Work task: The stretch from the line with "Target: window pane" through the line with "Where can the white vent" in the records below: write it out exactly, and nothing else.

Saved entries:
+-------+

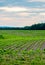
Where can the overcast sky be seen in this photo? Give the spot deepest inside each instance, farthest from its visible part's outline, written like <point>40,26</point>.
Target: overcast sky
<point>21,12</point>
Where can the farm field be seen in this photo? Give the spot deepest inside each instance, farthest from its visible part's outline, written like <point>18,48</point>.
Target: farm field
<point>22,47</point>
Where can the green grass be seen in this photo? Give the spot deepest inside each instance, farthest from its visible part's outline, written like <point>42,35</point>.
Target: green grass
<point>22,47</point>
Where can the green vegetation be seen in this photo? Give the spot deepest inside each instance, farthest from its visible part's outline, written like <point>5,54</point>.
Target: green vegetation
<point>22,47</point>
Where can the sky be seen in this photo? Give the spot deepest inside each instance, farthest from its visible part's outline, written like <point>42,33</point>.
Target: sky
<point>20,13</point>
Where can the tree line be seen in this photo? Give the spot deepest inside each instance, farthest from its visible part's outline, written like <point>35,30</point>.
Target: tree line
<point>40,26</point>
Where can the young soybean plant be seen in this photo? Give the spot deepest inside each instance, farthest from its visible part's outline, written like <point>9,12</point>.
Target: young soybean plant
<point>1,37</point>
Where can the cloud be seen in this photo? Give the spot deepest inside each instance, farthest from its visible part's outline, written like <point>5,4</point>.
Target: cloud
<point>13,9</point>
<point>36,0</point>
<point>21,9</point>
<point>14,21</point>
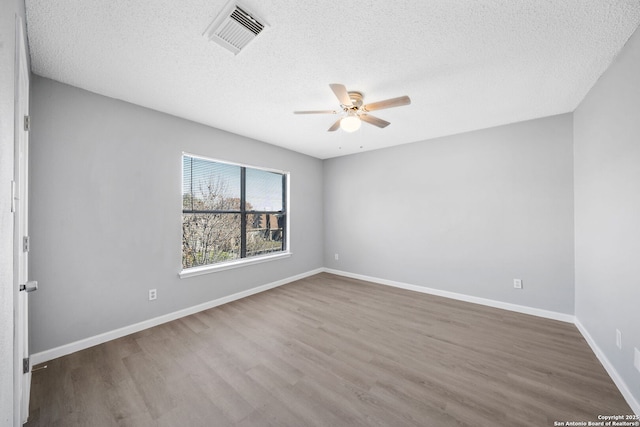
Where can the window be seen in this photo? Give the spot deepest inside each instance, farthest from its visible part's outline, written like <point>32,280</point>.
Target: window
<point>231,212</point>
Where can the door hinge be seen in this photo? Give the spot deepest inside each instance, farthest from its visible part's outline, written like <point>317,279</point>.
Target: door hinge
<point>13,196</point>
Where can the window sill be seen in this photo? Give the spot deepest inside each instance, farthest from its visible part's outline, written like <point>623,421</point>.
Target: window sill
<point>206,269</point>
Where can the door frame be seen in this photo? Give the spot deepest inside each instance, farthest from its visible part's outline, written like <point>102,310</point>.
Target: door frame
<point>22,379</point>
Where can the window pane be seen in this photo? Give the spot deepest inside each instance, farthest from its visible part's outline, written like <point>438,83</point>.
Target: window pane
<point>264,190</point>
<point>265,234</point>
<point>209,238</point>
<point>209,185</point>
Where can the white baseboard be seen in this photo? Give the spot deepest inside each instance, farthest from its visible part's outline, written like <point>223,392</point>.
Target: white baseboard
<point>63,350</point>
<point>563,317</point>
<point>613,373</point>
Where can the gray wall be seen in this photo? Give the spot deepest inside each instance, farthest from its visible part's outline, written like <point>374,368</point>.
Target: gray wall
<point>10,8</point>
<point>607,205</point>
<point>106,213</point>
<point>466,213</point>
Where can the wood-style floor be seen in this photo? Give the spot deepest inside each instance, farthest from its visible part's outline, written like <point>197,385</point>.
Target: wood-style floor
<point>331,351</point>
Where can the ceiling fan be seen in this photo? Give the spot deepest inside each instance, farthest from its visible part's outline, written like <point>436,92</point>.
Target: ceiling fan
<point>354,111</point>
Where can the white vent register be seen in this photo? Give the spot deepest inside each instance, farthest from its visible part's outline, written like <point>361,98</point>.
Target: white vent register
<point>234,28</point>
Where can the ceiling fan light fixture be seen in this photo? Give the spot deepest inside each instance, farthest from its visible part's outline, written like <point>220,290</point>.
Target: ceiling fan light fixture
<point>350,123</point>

+-------+

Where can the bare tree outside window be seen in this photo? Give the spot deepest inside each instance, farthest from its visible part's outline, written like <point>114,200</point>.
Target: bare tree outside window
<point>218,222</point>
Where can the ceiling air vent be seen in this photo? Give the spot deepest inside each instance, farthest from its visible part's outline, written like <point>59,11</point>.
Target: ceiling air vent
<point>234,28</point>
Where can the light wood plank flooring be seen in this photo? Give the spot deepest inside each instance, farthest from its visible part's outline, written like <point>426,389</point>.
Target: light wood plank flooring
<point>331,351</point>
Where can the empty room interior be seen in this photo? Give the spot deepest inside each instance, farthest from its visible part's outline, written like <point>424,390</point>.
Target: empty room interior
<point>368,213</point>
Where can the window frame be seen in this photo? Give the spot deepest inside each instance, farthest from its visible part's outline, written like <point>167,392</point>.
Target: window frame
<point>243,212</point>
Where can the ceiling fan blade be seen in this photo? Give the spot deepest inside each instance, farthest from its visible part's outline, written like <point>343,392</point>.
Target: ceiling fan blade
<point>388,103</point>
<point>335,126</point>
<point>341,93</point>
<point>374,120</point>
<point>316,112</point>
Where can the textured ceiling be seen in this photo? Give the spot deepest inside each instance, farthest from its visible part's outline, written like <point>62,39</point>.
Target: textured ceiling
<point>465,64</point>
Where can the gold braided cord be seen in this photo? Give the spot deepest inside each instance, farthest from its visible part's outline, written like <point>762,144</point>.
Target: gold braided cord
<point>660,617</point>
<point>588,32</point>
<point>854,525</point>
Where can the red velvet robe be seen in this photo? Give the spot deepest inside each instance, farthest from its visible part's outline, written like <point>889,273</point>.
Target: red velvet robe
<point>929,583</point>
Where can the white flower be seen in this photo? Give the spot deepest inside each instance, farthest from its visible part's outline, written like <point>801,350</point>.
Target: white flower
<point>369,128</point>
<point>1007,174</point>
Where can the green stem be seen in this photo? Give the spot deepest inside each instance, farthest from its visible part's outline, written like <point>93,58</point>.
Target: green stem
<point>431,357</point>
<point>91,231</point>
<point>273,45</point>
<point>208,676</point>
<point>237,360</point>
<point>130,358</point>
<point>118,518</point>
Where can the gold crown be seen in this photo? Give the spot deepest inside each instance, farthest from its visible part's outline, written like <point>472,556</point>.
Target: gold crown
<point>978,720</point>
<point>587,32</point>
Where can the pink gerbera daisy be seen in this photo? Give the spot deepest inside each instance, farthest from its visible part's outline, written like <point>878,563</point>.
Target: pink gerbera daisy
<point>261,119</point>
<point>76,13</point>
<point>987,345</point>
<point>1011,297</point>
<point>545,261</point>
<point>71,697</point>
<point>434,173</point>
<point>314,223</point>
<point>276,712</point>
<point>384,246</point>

+-------+

Answer section:
Target: window pane
<point>264,190</point>
<point>265,234</point>
<point>209,238</point>
<point>209,185</point>
Where can the white baseboard be seen in this photo? Give the spot deepest inside each instance, farthest from its visible part's outline, written like <point>223,392</point>.
Target: white baseboard
<point>63,350</point>
<point>563,317</point>
<point>613,373</point>
Where can the gray wall be seen in this photo? Give the spot deepest inside each instance, farthest from its visible part's outline, written like <point>374,368</point>.
Target: gray wall
<point>10,8</point>
<point>607,205</point>
<point>106,213</point>
<point>466,213</point>
Where can the wood-style floor be seen in this photo? Give the spot deepest inside each instance, farthest from its visible part's outline, written like <point>197,385</point>.
Target: wood-style floor
<point>331,351</point>
Where can the ceiling fan be seen in this photo? Give the spot deepest inside each instance, farthest from its visible part's outline, written like <point>436,92</point>.
Target: ceiling fan
<point>354,111</point>
Where can the white vent register be seen in this photo? Give the spot deepest inside each instance, farthest from its visible part's outline, written like <point>361,98</point>.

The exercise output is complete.